YOUR INSTRUCTIONS
Present the lines of the entries as a Markdown table with the columns Row and Line, covering only the lines between the one holding "Target: green leaf" and the end of the entries, inclusive. Number the rows and leave out blank lines.

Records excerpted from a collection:
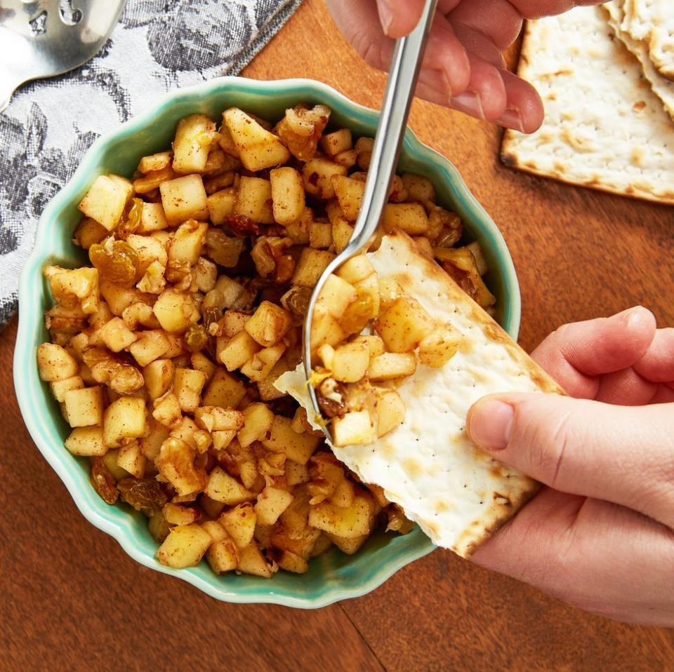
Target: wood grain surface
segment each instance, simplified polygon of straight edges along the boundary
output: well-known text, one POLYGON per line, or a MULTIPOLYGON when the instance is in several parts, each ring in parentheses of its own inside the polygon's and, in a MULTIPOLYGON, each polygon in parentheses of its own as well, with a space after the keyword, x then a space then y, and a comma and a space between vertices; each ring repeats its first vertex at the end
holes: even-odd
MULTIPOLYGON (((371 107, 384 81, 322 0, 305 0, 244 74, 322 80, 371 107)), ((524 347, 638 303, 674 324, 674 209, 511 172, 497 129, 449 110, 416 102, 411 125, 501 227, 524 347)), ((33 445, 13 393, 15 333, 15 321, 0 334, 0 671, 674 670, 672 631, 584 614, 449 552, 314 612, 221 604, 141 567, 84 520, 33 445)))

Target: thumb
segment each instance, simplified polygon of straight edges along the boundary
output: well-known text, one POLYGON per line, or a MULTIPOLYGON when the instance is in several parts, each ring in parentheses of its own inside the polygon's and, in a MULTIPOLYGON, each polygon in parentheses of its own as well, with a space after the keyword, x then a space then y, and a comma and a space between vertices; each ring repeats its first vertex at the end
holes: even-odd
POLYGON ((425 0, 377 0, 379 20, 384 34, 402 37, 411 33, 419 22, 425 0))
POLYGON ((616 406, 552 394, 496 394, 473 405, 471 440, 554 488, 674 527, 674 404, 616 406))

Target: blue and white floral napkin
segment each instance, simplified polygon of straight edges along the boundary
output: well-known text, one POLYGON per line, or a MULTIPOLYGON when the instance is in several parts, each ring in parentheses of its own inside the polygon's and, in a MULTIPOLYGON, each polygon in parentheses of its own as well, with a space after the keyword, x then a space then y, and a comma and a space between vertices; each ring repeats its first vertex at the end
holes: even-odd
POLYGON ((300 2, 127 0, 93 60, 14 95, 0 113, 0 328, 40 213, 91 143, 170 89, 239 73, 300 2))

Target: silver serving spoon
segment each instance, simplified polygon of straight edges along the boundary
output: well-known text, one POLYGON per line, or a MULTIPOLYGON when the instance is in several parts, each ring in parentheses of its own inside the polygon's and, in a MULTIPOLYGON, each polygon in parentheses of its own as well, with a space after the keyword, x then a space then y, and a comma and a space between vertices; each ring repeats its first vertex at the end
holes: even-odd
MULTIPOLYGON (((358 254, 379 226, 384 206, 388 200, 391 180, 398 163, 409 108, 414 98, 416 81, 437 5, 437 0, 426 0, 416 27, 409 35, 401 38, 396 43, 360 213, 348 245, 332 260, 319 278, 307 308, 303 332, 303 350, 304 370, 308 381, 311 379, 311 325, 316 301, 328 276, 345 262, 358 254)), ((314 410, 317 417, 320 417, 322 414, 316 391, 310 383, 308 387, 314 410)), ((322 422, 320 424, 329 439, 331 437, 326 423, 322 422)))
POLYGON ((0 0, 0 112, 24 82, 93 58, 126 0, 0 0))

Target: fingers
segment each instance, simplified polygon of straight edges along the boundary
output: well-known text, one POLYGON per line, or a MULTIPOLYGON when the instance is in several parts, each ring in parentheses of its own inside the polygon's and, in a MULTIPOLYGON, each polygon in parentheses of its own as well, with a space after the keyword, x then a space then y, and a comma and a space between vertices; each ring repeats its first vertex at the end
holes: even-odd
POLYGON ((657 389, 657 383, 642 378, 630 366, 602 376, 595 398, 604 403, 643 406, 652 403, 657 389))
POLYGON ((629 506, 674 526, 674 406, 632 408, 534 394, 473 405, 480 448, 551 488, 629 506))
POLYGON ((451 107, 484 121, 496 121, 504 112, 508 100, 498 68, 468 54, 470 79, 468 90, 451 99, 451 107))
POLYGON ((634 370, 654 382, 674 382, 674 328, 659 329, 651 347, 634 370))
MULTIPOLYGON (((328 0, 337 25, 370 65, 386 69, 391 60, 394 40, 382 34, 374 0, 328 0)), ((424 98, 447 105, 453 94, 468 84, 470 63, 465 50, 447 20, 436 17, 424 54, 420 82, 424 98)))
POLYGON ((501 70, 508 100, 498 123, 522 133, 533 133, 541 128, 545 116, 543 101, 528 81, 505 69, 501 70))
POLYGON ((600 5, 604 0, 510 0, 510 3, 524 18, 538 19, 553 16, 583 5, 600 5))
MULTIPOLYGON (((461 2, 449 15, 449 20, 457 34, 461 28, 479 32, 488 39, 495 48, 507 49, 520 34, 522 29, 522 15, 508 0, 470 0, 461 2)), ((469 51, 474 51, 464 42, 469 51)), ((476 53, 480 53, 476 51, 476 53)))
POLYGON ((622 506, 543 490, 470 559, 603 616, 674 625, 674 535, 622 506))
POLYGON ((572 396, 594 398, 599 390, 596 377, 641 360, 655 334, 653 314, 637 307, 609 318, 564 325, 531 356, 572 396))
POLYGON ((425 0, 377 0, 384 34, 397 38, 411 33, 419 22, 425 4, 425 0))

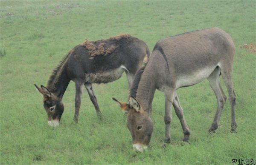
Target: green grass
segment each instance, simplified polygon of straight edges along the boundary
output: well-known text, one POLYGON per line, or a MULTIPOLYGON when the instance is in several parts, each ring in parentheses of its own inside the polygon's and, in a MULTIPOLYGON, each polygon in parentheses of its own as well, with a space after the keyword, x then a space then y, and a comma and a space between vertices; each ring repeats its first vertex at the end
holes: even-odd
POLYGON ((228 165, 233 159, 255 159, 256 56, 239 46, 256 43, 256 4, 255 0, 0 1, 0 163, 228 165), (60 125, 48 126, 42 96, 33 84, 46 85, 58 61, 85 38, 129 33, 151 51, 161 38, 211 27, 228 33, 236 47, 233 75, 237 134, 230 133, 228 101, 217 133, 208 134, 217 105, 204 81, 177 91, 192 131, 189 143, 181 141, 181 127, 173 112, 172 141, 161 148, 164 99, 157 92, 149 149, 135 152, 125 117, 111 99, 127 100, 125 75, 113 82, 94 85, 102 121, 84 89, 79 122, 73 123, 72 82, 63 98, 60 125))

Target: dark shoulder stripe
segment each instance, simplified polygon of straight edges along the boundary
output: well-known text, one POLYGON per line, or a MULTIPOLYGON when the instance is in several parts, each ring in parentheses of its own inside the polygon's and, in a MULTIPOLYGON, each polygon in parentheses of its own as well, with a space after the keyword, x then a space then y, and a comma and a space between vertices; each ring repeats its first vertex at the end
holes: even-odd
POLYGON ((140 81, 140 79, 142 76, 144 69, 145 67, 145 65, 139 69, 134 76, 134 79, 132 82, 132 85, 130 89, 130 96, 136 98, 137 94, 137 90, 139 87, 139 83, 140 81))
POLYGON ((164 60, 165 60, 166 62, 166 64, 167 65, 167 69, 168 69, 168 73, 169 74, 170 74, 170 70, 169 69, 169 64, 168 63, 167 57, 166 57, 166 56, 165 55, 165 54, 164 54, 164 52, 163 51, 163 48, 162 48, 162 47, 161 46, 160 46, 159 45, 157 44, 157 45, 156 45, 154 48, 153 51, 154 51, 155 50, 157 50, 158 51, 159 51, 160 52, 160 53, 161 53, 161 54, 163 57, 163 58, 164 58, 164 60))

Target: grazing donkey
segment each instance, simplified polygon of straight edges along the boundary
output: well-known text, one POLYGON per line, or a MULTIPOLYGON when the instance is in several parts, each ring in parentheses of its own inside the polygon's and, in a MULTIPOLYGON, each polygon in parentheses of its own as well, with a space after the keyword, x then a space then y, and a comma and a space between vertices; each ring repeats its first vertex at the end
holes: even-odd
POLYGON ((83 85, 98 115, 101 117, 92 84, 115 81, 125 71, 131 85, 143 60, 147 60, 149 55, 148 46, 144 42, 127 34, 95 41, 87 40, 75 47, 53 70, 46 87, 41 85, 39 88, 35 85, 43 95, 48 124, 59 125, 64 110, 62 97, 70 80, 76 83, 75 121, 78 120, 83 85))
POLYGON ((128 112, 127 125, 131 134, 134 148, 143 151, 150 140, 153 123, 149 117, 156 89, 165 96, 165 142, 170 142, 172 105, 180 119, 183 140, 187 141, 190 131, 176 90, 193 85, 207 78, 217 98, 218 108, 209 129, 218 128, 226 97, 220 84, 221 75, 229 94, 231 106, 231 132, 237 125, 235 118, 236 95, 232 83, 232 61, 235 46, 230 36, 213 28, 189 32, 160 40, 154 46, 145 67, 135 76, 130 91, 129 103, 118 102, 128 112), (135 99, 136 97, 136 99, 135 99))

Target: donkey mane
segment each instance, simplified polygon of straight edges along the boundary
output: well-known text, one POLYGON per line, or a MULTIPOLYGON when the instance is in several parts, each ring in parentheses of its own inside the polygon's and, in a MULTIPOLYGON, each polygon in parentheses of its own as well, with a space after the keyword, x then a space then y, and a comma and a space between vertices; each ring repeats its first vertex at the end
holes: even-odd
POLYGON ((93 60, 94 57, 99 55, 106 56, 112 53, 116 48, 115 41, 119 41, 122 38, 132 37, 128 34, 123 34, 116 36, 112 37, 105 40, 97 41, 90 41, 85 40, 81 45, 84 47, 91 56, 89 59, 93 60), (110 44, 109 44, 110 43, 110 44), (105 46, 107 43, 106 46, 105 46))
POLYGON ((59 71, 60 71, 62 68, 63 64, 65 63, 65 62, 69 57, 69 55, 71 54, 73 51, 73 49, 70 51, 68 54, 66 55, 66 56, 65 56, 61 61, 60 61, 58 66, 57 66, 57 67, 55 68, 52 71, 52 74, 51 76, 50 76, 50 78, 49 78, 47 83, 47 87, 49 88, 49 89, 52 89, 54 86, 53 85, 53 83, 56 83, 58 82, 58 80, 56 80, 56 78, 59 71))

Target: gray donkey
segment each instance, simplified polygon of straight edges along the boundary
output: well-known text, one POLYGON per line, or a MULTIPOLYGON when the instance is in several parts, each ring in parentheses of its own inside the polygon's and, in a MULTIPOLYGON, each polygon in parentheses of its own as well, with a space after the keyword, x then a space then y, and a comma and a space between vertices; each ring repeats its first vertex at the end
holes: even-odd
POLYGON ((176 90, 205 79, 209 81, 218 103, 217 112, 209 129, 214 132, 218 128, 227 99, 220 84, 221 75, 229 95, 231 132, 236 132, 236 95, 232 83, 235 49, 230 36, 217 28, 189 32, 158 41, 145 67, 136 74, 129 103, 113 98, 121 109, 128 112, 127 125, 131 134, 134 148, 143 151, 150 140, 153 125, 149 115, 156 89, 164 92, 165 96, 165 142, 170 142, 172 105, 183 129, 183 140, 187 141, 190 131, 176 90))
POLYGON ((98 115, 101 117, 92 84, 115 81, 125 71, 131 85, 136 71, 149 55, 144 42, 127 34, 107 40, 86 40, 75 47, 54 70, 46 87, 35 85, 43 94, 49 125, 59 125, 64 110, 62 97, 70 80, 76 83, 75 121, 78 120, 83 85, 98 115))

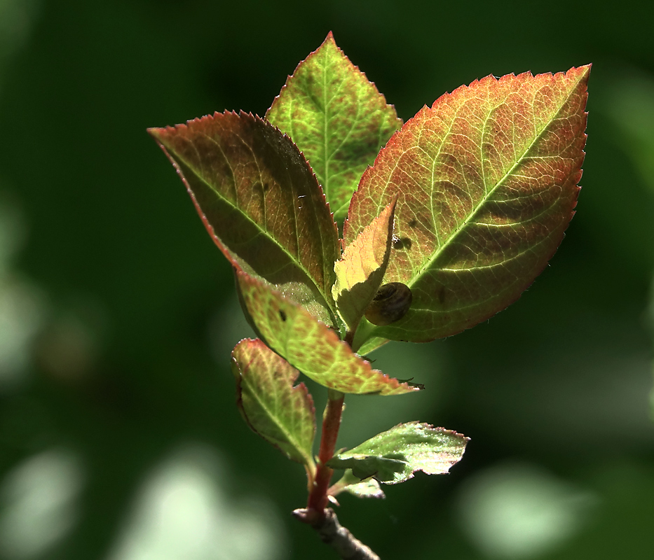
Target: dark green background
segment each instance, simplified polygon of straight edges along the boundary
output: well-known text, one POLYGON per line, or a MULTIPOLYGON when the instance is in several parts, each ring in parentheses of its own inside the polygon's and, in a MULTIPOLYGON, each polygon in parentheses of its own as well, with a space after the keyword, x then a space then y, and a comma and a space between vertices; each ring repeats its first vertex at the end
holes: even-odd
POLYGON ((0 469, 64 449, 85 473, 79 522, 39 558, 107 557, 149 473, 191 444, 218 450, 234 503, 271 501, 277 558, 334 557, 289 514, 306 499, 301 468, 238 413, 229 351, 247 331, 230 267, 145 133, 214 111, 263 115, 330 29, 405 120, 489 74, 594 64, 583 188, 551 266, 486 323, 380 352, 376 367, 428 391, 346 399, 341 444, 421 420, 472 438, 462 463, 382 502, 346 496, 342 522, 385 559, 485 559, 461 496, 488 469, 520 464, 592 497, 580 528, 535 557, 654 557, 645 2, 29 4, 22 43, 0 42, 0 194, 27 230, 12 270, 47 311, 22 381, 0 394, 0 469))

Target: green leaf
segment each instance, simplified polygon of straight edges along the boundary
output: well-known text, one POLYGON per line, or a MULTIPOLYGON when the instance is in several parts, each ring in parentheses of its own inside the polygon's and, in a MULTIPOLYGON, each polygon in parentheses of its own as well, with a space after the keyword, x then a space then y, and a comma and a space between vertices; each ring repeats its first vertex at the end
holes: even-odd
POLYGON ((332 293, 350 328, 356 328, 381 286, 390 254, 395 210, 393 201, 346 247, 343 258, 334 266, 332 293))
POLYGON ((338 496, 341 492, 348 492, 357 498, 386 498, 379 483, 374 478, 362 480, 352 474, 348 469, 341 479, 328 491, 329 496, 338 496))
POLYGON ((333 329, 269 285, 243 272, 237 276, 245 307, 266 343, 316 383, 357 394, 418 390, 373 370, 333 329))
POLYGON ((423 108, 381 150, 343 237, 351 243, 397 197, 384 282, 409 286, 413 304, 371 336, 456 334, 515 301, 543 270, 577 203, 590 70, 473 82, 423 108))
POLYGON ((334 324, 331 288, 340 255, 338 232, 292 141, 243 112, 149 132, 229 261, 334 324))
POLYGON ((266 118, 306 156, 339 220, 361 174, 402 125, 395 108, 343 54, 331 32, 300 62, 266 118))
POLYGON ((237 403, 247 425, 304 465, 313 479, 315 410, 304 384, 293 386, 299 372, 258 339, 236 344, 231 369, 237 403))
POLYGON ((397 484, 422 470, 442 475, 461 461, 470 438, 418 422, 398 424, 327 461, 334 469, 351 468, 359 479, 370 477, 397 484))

ANSWER TO THIS EXERCISE
| Row | Line |
|---|---|
| 1 | Target: green leaf |
| 2 | segment each instance, simplified polygon of straight edges along the boundary |
| 3 | output: well-known text, one POLYGON per line, or a MULTIPOLYGON when the instance is in several parts, each ring in parentheses of its own inside the polygon's and, in a MULTIPOLYGON, each polygon in parentheses of its own as well, with a space after the keyword, x then a space then y, and a comma and a space between vertices; each ring repeats its first vertex at the end |
| 4 | holes: even-odd |
| 5 | POLYGON ((332 293, 350 328, 356 328, 381 286, 390 254, 395 210, 393 201, 346 247, 343 258, 334 266, 332 293)) |
| 6 | POLYGON ((338 496, 341 492, 348 492, 357 498, 386 498, 379 483, 374 478, 362 480, 352 474, 348 469, 341 479, 328 491, 329 496, 338 496)) |
| 7 | POLYGON ((333 329, 269 285, 243 272, 237 276, 245 307, 266 343, 316 383, 357 394, 418 390, 373 370, 333 329)) |
| 8 | POLYGON ((423 108, 381 150, 343 237, 351 243, 397 197, 384 282, 409 286, 413 304, 371 336, 456 334, 515 301, 543 270, 577 203, 590 70, 473 82, 423 108)) |
| 9 | POLYGON ((334 324, 331 288, 340 255, 338 232, 292 141, 243 112, 149 132, 229 261, 334 324)) |
| 10 | POLYGON ((266 118, 306 156, 339 220, 361 174, 402 125, 395 108, 343 54, 331 32, 300 62, 266 118)) |
| 11 | POLYGON ((237 403, 247 425, 304 465, 313 479, 315 410, 304 384, 293 386, 299 372, 258 339, 236 344, 231 369, 237 403)) |
| 12 | POLYGON ((397 484, 422 470, 442 475, 461 461, 470 438, 418 422, 398 424, 327 461, 334 469, 351 468, 359 479, 370 477, 397 484)) |